*** Block opens ***

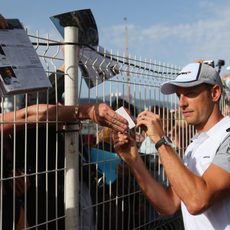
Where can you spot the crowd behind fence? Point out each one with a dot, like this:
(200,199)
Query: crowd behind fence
(33,164)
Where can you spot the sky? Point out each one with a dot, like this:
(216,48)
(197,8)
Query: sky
(172,32)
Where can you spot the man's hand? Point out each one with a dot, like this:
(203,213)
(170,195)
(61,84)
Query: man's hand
(105,116)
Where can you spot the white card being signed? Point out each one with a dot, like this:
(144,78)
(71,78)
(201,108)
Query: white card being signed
(121,111)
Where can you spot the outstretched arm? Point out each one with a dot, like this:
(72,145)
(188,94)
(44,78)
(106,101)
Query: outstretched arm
(100,113)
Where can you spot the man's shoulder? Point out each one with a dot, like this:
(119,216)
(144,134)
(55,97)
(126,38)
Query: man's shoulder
(222,157)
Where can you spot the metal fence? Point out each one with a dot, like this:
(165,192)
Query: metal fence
(34,162)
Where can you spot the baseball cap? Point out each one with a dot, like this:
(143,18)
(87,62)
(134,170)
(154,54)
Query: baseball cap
(191,75)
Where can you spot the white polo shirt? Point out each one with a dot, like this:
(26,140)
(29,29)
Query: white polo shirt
(205,149)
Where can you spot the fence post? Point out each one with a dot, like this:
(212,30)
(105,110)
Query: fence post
(71,59)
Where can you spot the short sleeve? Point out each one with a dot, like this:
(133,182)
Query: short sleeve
(222,157)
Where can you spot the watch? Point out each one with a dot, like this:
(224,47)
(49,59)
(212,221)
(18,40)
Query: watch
(163,141)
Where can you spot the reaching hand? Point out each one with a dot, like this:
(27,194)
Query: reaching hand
(152,124)
(3,22)
(125,147)
(105,116)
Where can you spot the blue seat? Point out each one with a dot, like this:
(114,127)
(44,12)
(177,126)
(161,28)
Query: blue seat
(107,163)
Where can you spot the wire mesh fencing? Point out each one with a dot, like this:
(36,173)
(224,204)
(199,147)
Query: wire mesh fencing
(33,168)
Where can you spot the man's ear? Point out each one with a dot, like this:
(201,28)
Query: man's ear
(216,92)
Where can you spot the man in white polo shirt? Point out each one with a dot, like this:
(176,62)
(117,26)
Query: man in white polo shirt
(201,184)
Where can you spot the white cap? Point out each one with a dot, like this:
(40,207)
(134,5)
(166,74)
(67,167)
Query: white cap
(191,75)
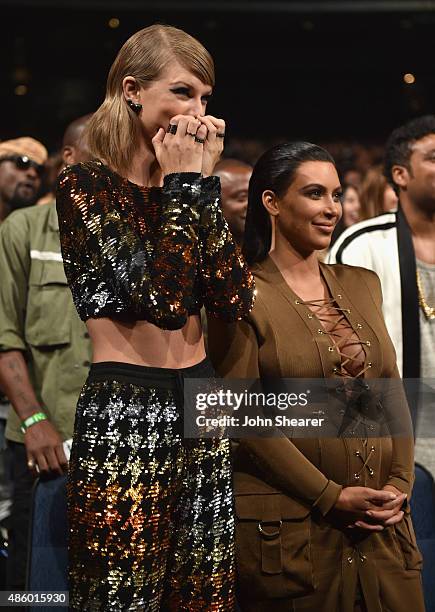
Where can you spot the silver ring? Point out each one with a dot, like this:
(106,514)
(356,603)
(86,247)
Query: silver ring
(265,534)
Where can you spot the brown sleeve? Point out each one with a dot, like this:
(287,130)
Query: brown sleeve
(233,349)
(402,463)
(397,409)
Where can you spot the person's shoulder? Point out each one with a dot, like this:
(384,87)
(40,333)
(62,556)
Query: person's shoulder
(383,222)
(25,217)
(83,173)
(353,276)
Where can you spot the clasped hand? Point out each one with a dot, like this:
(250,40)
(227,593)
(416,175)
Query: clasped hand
(190,144)
(374,510)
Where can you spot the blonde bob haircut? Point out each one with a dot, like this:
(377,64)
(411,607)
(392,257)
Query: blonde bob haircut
(114,130)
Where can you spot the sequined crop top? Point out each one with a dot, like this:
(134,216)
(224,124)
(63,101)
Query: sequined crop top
(156,254)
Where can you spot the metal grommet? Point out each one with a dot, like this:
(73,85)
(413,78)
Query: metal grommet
(269,536)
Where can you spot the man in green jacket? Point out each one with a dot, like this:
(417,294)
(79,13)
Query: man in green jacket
(44,354)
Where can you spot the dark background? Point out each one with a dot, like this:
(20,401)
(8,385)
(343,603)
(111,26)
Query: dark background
(323,71)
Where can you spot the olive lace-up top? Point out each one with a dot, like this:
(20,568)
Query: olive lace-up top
(156,254)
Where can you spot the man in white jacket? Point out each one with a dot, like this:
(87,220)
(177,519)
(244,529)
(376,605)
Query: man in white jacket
(400,248)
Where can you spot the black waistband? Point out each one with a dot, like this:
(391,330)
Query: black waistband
(147,376)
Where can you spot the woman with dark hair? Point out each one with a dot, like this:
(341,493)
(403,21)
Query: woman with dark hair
(351,207)
(323,523)
(145,245)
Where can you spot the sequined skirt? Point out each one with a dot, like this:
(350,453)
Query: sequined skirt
(150,513)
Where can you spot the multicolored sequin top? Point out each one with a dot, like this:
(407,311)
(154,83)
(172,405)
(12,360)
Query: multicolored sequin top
(156,254)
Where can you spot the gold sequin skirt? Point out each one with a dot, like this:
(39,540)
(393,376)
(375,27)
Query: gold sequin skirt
(150,513)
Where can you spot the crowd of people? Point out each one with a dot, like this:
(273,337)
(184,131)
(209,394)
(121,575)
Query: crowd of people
(144,270)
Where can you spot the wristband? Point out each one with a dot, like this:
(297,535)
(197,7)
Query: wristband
(35,418)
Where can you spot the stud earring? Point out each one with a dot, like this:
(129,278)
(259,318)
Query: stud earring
(135,107)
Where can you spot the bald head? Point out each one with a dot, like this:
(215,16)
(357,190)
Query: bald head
(234,175)
(74,149)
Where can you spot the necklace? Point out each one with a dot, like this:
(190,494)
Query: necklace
(429,311)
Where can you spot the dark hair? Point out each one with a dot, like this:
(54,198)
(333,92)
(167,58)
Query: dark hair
(274,171)
(399,145)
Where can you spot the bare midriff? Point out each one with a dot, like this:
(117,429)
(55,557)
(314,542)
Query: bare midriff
(142,343)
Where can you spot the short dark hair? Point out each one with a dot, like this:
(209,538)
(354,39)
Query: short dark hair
(398,149)
(274,171)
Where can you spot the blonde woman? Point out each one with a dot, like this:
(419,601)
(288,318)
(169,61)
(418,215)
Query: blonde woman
(145,246)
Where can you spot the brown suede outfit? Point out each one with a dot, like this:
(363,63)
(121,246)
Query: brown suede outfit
(313,562)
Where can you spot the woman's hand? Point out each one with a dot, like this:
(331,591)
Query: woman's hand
(183,150)
(377,509)
(214,144)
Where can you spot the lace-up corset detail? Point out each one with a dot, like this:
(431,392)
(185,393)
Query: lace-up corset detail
(343,337)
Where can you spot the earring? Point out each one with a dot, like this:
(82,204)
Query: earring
(135,107)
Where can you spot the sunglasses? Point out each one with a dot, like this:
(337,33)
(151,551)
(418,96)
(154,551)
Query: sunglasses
(23,162)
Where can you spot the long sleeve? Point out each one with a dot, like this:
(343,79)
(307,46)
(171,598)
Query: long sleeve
(227,284)
(395,405)
(119,262)
(234,351)
(14,272)
(402,463)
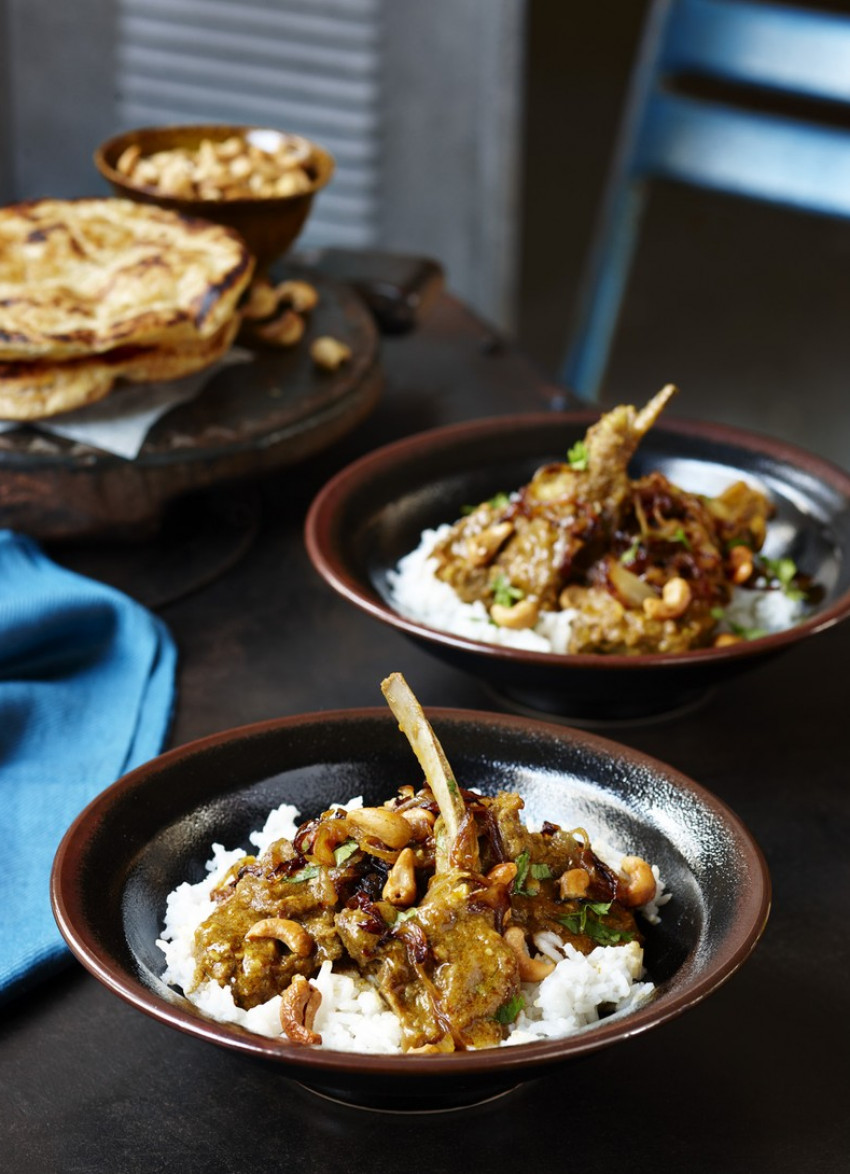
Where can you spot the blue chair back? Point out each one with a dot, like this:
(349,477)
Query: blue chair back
(709,141)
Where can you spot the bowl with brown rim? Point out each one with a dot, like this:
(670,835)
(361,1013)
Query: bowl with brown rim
(153,830)
(375,511)
(268,223)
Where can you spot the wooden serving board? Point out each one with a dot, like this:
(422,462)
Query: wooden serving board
(276,410)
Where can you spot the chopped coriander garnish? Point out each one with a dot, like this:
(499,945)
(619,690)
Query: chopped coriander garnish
(307,874)
(587,919)
(719,614)
(504,594)
(525,870)
(578,456)
(523,863)
(784,572)
(508,1011)
(344,850)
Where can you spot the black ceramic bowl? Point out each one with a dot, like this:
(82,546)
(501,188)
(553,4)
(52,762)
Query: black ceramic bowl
(153,829)
(375,511)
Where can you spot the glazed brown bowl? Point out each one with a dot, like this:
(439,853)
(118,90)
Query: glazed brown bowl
(269,224)
(373,512)
(153,829)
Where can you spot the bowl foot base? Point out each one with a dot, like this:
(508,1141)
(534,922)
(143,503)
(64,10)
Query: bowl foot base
(377,1102)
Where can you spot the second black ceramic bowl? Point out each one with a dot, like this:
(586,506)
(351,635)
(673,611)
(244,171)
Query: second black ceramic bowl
(375,511)
(153,830)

*** Block closes ***

EXERCISE AIM :: Nothing but the lines from the start of the records through the line holding "Where can you spot the man's ear?" should be printed, exactly as written and with the pictures left out.

WRITTEN SOLUTION ::
Where can you spot the crowd behind fence? Point out each one with a dot, like this:
(200,199)
Query: crowd behind fence
(33,164)
Where can you spot the sky? Point out each one with a dot, like this:
(216,48)
(197,8)
Query: sky
(172,32)
Where can you spot the man's hand? Point out each one with a dot, like this:
(203,213)
(170,195)
(61,84)
Query: man's hand
(105,116)
Where can you spot the white card being signed? Point out each one with a dot, like this:
(144,78)
(71,78)
(201,108)
Query: white card being signed
(121,111)
Where can you spot the outstretched arm? Point out each one with a dot, like this:
(72,145)
(188,94)
(44,78)
(106,101)
Query: outstretched arm
(100,113)
Where can you spot the man's shoulder? Point out each one with a dot, like this:
(119,216)
(144,134)
(55,97)
(126,38)
Query: man's shoulder
(222,157)
Where can you spot the metal fence? Point out each one with a dot, like this:
(165,192)
Query: metal fence
(34,162)
Where can you spot the baseball cap? Point out each one with a dot, like this:
(143,18)
(87,62)
(134,170)
(154,54)
Query: baseball cap
(191,75)
Where can you spot the white polo shirt? Point out each one with a dot, like this:
(26,140)
(29,29)
Query: white polo shirt
(205,149)
Where can you spot the fence post? Point out each one with a dot, like this:
(212,30)
(105,110)
Query: fence post
(71,59)
Where can you spot the short sleeve? Point out each one with a dot, like this:
(133,182)
Query: short sleeve
(222,157)
Where can you spot the watch? Point out each one with a dot, like this:
(224,47)
(49,59)
(212,221)
(18,40)
Query: watch
(163,141)
Where can you spot the reaching hand? Point out each one with a dot, like this:
(27,194)
Query: reaching hand
(152,124)
(3,22)
(125,147)
(105,116)
Where can you spot the blue seat? Point out each one with a dot, like this:
(114,127)
(44,12)
(177,126)
(161,28)
Query: blue seat
(107,163)
Where can you spot the wire mesh fencing? Point out each one with a dot, like this:
(36,173)
(224,204)
(199,147)
Query: wire mesh fencing
(33,168)
Where can you spot the man's ear? Point out each one with a dot, like this:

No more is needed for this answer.